═══ ENTRIES PROVIDED ═══
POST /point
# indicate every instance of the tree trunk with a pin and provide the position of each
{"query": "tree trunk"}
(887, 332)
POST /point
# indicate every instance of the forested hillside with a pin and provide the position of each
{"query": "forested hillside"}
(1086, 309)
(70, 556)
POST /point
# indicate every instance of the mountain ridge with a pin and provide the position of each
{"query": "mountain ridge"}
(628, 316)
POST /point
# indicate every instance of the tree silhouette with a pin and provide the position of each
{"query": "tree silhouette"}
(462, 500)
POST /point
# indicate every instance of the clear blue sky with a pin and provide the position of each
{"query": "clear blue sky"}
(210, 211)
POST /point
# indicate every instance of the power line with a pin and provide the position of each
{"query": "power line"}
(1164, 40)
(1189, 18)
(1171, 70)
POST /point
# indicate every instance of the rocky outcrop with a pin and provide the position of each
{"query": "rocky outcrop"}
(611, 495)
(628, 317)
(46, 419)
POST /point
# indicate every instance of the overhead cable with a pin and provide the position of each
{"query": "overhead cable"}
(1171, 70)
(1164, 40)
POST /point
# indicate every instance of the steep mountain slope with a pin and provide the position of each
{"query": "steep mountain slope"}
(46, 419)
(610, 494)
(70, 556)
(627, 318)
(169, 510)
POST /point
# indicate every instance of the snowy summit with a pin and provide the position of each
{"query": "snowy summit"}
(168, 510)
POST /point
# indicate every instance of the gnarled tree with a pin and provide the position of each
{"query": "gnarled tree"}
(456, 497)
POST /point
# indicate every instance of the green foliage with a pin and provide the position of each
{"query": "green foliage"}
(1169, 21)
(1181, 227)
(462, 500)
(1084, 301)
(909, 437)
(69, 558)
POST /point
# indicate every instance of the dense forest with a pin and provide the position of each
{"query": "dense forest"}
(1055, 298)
═══
§ **TASK TO COMPLETE**
Search the entries for the line holding "# indicate every instance of the snowy". Return that line and the ones after it through the last, exactly.

§ **OUTPUT**
# indicate every instance of the snowy summit with a pin and provide the position of each
{"query": "snowy summit"}
(168, 510)
POST /point
# indicate every instance of the gnarled tree with a pin and provide the position of each
{"query": "gnarled tree"}
(456, 497)
POST /point
# indicate every instance of the green foliage with a pin and provide the position of each
{"query": "green foliage"}
(1169, 21)
(1181, 227)
(462, 500)
(1084, 301)
(909, 437)
(69, 558)
POST /point
# indicate every instance of the dense forest with a pin and provide the position of each
{"query": "dense forest"}
(1055, 298)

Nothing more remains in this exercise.